WHAT YOU SHOULD DO
From the Elizabeth Graver biography, extract the passage word for word, beginning with the words "Graver writes character-driven" and stopping after "half a century.".

EXCERPT PROVIDED
━━━━━━━━━━━━━━━━
• Where—Los Angeles, California, USA
• Raised—Williamstwn, Massachusetts
• Education—B.A., Weslyan University;
M.F.A., Washington University in St. Louis
• Awards—(see below)
• Currently—lives in Boston, Massachusetts
Elizabeth Graver is a contemporary American writer of fiction and non-fiction. She was born in Los Angeles, California, and grew up in Williamstown, Massachusetts. She received her B.A. from Wesleyan University in 1986, and her M.F.A. from Washington University in St. Louis in 1999. She also did graduate work at Cornell University.
A recipient of fellowships from Guggenheim Foundation, the MacDowell Colony, and the National Endowment for the Arts, she has been a Professor of English and Creative Writing at Boston College since 1993. Married to civil rights lawyer James Pingeon, Graver is the mother of two daughters.
Graver writes character-driven psychological fiction set in a wide variety of times and places, as well as more experimental short fiction, and non-fiction essays on a variety of subjects. Her 2013 novel, The End of the Point, is set in a summer community on the coast of Massachusetts from 1942 through 1999 and is a layered meditation on place and family across half a century.
━━━━━━━━━━━━━━━━
EXCERPTED RECORDS
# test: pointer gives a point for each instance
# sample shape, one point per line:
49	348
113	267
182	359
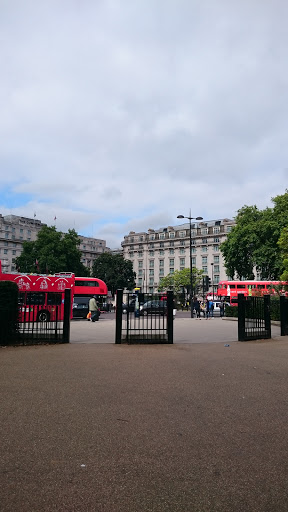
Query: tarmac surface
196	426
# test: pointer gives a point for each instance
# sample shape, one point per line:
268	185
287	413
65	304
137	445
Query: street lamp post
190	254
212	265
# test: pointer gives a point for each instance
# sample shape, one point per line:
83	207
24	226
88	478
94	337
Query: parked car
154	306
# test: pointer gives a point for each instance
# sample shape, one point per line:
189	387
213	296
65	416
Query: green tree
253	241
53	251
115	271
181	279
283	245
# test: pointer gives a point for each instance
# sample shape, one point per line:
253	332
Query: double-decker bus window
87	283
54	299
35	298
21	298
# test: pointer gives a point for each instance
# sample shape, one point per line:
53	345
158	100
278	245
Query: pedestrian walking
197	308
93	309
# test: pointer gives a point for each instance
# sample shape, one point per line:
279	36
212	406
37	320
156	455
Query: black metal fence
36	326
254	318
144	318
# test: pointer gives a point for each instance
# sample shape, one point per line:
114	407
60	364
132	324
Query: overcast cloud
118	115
━━━━━━━━━━━━━━━━
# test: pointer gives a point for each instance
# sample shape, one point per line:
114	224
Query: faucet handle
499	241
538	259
━━━━━━━━━━━━━━━━
TASK RESPONSE
Graver writes character-driven psychological fiction set in a wide variety of times and places, as well as more experimental short fiction, and non-fiction essays on a variety of subjects. Her 2013 novel, The End of the Point, is set in a summer community on the coast of Massachusetts from 1942 through 1999 and is a layered meditation on place and family across half a century.